**Problem description:** Please copy out the entries below exactly, beginning with the line that contains "point(66, 76)" and ending with the line that contains "point(291, 164)", and include nothing outside that span.
---------- The records
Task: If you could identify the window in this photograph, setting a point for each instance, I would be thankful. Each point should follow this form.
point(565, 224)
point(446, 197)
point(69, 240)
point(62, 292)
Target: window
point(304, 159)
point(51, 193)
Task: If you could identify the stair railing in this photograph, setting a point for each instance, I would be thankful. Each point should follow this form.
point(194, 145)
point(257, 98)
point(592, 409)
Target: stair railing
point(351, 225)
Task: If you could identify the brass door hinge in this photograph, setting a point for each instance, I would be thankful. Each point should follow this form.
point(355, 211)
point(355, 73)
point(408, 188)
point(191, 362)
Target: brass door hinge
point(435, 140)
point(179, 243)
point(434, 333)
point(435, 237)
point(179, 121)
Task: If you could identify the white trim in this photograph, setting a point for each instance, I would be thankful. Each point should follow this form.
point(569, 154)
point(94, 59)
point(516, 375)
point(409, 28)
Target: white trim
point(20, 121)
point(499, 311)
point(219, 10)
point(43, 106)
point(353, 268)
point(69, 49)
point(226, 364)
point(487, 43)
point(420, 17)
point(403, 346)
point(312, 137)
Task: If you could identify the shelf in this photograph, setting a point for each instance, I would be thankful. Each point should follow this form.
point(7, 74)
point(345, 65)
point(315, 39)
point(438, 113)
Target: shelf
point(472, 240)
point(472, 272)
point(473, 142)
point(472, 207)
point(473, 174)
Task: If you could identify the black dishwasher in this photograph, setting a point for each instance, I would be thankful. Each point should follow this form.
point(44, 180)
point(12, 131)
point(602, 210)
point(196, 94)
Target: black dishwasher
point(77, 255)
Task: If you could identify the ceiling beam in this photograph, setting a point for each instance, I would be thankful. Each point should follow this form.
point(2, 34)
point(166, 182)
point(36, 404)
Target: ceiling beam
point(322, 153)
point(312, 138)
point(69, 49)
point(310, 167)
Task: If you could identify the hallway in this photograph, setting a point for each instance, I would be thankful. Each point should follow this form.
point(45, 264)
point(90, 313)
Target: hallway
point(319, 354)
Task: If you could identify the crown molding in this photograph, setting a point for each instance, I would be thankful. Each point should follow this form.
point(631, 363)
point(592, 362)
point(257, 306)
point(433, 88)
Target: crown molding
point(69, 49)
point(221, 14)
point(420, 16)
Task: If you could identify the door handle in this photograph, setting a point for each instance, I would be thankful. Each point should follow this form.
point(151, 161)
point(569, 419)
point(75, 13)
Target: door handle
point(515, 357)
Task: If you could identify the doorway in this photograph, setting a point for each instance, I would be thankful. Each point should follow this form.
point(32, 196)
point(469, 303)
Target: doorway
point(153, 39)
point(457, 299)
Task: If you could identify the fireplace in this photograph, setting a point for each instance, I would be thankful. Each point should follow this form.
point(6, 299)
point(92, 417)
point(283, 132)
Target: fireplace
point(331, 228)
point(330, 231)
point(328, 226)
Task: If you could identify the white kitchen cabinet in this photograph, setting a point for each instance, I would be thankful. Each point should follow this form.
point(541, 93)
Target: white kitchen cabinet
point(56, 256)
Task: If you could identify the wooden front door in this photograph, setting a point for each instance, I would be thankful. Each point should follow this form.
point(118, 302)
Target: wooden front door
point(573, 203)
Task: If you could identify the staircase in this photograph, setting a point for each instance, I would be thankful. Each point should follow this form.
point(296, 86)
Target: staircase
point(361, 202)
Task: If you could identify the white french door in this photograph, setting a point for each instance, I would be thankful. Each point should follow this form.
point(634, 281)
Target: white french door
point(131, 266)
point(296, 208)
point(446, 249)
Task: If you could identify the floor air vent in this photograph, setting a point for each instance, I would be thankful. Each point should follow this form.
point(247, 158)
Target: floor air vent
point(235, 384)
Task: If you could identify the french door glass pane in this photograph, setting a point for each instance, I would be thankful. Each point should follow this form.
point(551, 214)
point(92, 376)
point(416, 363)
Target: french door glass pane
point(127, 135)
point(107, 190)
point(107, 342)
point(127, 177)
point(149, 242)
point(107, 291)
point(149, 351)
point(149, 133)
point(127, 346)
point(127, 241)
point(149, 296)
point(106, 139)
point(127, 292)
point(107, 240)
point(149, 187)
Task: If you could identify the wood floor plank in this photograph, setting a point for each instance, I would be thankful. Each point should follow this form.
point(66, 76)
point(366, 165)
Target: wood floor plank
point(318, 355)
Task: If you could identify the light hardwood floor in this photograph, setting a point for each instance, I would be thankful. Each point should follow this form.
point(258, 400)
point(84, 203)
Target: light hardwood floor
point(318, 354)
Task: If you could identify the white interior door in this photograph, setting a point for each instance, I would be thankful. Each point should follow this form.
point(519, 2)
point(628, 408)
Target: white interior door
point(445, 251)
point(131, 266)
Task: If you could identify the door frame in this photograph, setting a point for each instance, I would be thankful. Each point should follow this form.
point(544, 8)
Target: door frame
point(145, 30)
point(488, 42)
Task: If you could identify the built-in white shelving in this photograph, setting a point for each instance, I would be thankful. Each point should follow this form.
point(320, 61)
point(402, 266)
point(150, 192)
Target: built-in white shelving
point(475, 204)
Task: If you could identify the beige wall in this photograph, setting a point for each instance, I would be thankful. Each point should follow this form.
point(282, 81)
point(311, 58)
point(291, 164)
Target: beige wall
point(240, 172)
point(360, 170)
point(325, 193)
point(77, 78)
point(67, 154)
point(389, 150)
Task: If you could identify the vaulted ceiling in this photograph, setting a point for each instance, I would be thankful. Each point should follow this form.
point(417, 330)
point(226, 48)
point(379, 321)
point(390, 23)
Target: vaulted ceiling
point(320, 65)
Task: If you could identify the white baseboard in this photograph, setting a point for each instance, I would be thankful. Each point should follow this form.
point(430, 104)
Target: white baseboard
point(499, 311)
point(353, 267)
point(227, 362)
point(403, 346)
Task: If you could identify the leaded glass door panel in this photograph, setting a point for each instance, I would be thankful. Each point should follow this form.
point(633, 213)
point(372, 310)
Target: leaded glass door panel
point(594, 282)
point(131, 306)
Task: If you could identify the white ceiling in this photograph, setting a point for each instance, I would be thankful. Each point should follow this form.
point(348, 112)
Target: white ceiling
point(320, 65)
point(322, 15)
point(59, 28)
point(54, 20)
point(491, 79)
--------------------
**Result:**
point(66, 76)
point(366, 165)
Target: wood floor plank
point(318, 355)
Task: If you could identify the light hardwood floor in this photograph, setting a point for each instance, I would be thankful. Each point should follow this form.
point(258, 400)
point(84, 203)
Target: light hardwood floor
point(318, 354)
Task: If you could identify the white interior door in this photograph, setting a point for each instance, I would be thankful. Each point should follow this form.
point(519, 2)
point(628, 408)
Target: white interior door
point(445, 251)
point(131, 266)
Task: If you could identify the door frame in this photograph, setting a point for each instance, I would be thankful. Each point should follow this form.
point(544, 8)
Target: door frame
point(145, 30)
point(488, 42)
Task: If you could identify the built-in white shelving in this photograph, setting a point for each instance, I would be thankful. Each point should follow this form.
point(320, 61)
point(402, 266)
point(150, 192)
Target: built-in white shelving
point(475, 204)
Task: If you could identify the beige wall in this photograph, setting a point for each instance, I would be thankful. Each point should follow this form.
point(282, 81)
point(311, 58)
point(291, 164)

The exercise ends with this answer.